For BCC and cSCC, we obtained the GWAS summary data from the independent FinnGen cohort which comprises 14,493 BCC cases and 248,495 controls and 2,334 cSCC cases and 246,161 controls. Detailed information describing the participating study, genotyping protocol, and quality control for the FinnGen cohort has been previously provided32.

Validation of instrument variables in the QSkin cohort

Before performing the risk analyses, we tested the validity of genetic instruments for smoking measures in an independent data set, the QSkin Sun and Health study. Briefly, the QSkin cohort is a population-based cohort of 43,794 participants aged between 40 and 69 years, who were randomly recruited from the Queensland population in 201133. In the QSkin cohort, information on smoking measures was self-reported but a validation study showed almost perfect repeatability for smoking status (weighted kappa = 0.97, 95% CI 0.92–1.00) and other smoking measures34. Further details of participant recruitment, other study characteristics, and genotyping has been reported elsewhere35,36. Using the genetic variants for each measure of smoking, we calculated the genome-wide polygenic risk scores (PRS) for each participant in the QSkin cohort who consented and provided a DNA sample (n = 17,646). Using the—score function in Plink V1.90b6.6.23, we calculated the PRS for all three measures of smoking for each participant in the QSkin cohort by taking the sum of an individual’s risk alleles, weighted by each risk allele’s effect size37. We then regressed the PRS against the measured smoking parameters to assess the validity of the smoking instruments.

Mendelian randomization analyses

Mendelian randomization (MR) is a statistical technique used in epidemiology to explore the causal relationship between an exposure, such as a risk factor or environmental factor, and an outcome, such as a disease or health condition, using observational data. MR uses genetic variants, typically SNPs, that are strongly associated with the exposure of interest as instrumental variables to estimate causal effects. This is based on the principle that genetic variants are randomly allocated at conception and are not influenced by behavioral or environmental factors. For MR to be valid, it must satisfy three core instrumental variable assumptions: (1) The genetic variant used as an instrument for the exposure is associated with the exposure (the relevance assumption); (2) The genetic variant is independent of any confounders that can bias the relationship between the exposure and the outcome (the independence assumption); and (3) The genetic variant affects the outcome only through the exposure and not through any other pathways (the exclusion restriction assumption)38.

### EXTRACTED RECORDS
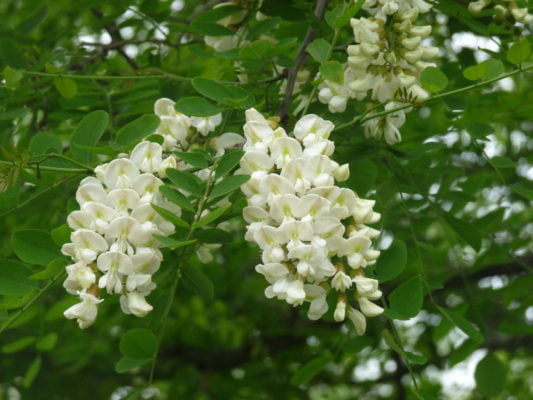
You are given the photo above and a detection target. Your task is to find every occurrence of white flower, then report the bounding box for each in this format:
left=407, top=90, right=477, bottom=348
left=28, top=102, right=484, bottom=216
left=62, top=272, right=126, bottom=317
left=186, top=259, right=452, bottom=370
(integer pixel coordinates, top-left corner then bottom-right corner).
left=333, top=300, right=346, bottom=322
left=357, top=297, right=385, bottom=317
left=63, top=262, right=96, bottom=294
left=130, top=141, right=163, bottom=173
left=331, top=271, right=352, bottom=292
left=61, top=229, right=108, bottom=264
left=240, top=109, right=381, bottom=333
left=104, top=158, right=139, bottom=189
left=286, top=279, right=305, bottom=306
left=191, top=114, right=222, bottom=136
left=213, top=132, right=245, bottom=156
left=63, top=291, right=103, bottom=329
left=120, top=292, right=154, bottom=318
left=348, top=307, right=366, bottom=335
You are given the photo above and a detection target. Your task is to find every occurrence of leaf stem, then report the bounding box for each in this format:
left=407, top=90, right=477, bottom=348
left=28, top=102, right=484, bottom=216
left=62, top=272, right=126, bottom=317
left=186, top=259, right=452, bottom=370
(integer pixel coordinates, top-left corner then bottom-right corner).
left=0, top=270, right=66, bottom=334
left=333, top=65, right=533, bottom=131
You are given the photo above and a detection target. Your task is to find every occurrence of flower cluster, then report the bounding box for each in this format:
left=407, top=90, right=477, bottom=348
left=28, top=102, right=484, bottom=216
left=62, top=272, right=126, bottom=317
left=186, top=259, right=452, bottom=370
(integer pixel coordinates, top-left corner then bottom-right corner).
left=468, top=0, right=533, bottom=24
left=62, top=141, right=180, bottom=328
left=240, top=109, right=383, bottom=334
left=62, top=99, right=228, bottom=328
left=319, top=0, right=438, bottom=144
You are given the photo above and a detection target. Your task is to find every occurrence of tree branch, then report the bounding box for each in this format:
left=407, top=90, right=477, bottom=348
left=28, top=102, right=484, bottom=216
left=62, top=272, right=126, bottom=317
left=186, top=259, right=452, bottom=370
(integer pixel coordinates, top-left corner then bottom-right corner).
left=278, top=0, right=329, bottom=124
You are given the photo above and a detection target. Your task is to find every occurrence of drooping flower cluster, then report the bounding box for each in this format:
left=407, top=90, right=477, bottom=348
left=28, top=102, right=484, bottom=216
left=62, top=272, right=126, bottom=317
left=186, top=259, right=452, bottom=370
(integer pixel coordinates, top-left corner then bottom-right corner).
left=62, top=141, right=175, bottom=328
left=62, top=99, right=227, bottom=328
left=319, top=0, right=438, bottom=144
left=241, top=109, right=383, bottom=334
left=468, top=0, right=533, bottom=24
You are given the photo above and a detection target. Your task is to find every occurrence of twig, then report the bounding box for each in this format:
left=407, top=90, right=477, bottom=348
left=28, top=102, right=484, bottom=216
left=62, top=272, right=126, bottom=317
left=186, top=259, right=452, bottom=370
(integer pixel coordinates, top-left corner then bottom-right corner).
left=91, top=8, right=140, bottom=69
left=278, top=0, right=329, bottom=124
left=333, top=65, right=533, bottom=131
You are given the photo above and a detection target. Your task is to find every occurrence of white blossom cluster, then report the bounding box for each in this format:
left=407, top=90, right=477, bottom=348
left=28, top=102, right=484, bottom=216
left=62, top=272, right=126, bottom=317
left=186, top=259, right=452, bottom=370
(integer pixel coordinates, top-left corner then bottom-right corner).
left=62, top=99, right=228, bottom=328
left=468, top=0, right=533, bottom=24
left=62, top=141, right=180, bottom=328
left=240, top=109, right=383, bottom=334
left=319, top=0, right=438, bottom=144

### TASKS AND EXERCISES
(a) In the excerpt, reproduce the passage that begins at the words "For BCC and" and stops after the words "been previously provided32.".
(b) Answer these questions from the excerpt:
(i) How many BCC cases does the FinnGen cohort comprise?
(ii) What ages were the QSkin participants?
(iii) What name is given to the assumption that the genetic variant affects the outcome only through the exposure?

### RESPONSES BY TASK
(a)
For BCC and cSCC, we obtained the GWAS summary data from the independent FinnGen cohort which comprises 14,493 BCC cases and 248,495 controls and 2,334 cSCC cases and 246,161 controls. Detailed information describing the participating study, genotyping protocol, and quality control for the FinnGen cohort has been previously provided32.

(b)
(i) 14,493
(ii) Between 40 and 69 years
(iii) The exclusion restriction assumption